THE PROBLEM:
Reproduce all of the data, making sure that no line differs from the original.

RECORDS:
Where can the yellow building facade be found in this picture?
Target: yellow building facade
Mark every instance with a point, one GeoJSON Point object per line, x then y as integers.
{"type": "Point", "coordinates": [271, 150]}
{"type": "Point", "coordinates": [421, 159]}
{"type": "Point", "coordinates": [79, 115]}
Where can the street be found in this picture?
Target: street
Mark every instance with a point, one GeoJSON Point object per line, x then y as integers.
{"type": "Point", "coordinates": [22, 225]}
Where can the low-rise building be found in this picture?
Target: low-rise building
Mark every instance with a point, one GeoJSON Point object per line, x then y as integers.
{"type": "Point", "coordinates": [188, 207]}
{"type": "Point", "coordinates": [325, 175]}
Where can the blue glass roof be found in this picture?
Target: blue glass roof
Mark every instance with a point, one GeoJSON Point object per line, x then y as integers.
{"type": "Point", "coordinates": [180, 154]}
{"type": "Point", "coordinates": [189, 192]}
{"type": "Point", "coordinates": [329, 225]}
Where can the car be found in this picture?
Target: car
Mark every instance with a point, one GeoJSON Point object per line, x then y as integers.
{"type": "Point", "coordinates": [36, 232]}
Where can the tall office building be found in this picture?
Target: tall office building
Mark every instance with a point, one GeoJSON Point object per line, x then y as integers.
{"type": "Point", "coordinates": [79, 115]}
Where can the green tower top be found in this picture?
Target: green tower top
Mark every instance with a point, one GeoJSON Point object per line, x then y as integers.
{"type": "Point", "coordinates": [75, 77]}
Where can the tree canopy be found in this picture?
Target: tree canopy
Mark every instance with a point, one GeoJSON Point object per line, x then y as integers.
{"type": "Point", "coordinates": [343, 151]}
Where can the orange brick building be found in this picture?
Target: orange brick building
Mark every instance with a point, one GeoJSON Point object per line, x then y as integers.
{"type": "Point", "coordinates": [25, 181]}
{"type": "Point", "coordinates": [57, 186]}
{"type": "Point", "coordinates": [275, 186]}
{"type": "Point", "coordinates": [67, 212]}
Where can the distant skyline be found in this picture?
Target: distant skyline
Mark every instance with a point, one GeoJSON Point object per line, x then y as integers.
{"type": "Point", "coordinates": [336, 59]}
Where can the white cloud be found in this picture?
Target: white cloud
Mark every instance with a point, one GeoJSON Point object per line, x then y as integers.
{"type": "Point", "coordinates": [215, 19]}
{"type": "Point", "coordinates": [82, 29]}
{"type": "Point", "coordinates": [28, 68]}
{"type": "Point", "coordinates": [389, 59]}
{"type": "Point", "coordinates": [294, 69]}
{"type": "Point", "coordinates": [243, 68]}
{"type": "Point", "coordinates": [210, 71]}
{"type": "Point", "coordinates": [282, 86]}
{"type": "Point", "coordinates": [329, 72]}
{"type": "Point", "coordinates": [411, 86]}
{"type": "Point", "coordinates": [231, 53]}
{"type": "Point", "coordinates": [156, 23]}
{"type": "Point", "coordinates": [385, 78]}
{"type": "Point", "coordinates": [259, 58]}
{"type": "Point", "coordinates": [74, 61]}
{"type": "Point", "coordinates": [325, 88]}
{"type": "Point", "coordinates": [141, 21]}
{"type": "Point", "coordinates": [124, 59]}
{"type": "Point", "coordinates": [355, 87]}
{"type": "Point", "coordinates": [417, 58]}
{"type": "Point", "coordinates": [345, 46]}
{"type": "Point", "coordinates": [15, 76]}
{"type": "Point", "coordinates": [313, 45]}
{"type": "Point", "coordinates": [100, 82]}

ANSWER:
Where can the yellow building facade be found in this picture?
Target: yellow building facade
Mark every instance with a point, one GeoJSON Point object per line, x then y as integers.
{"type": "Point", "coordinates": [271, 150]}
{"type": "Point", "coordinates": [421, 159]}
{"type": "Point", "coordinates": [79, 115]}
Where can the street be found in this picture?
Target: street
Mark every instance with a point, one GeoJSON Point object per line, x then y as integers.
{"type": "Point", "coordinates": [22, 225]}
Where can the low-rise building be found in this picture?
Target: low-rise building
Mark every instance with a point, one GeoJSON Point object per line, x then y as integers.
{"type": "Point", "coordinates": [188, 207]}
{"type": "Point", "coordinates": [325, 175]}
Where can the blue glass roof be found in this picture?
Target: blue glass roof
Mark every instance with a point, one GeoJSON Point object per line, x then y as integers.
{"type": "Point", "coordinates": [180, 154]}
{"type": "Point", "coordinates": [189, 192]}
{"type": "Point", "coordinates": [329, 225]}
Where can the car be found in this picture?
Target: car
Mark every instance with a point, one GeoJSON Point object per line, x then y as integers.
{"type": "Point", "coordinates": [36, 232]}
Where can the tall office building be found in this picture?
Target: tall office building
Mark every instance with a point, one GeoJSON Point object per line, x then y as integers.
{"type": "Point", "coordinates": [79, 115]}
Where can the green tower top be found in this picture?
Target: green tower top
Mark every instance with a point, one GeoJSON Point object per line, x then y as integers.
{"type": "Point", "coordinates": [75, 77]}
Where can the tree canopy be found in this picture?
Target: tree canopy
Mark every instance with a point, one GeoJSON Point object per line, x then y as integers.
{"type": "Point", "coordinates": [343, 151]}
Where can the orange brick building be found in this picture?
Target: orange brick building
Mark every instance with a point, one GeoJSON Point object per line, x then y as integers.
{"type": "Point", "coordinates": [25, 181]}
{"type": "Point", "coordinates": [57, 186]}
{"type": "Point", "coordinates": [275, 186]}
{"type": "Point", "coordinates": [67, 212]}
Where can the distant skyline be found in this picture?
Target: distant skyline
Mark every instance with a point, one GeoJSON Point object per line, x then y as integers.
{"type": "Point", "coordinates": [336, 59]}
Where can the white cloud be found in this picture?
Target: white cloud
Mark every instance with a point, one GeoJSON Point object per line, x then y as integers.
{"type": "Point", "coordinates": [215, 19]}
{"type": "Point", "coordinates": [82, 29]}
{"type": "Point", "coordinates": [28, 68]}
{"type": "Point", "coordinates": [389, 59]}
{"type": "Point", "coordinates": [294, 69]}
{"type": "Point", "coordinates": [243, 68]}
{"type": "Point", "coordinates": [210, 71]}
{"type": "Point", "coordinates": [282, 86]}
{"type": "Point", "coordinates": [329, 72]}
{"type": "Point", "coordinates": [411, 86]}
{"type": "Point", "coordinates": [231, 53]}
{"type": "Point", "coordinates": [156, 23]}
{"type": "Point", "coordinates": [385, 78]}
{"type": "Point", "coordinates": [259, 58]}
{"type": "Point", "coordinates": [74, 61]}
{"type": "Point", "coordinates": [325, 88]}
{"type": "Point", "coordinates": [141, 21]}
{"type": "Point", "coordinates": [124, 59]}
{"type": "Point", "coordinates": [355, 87]}
{"type": "Point", "coordinates": [417, 58]}
{"type": "Point", "coordinates": [345, 46]}
{"type": "Point", "coordinates": [15, 76]}
{"type": "Point", "coordinates": [313, 45]}
{"type": "Point", "coordinates": [100, 82]}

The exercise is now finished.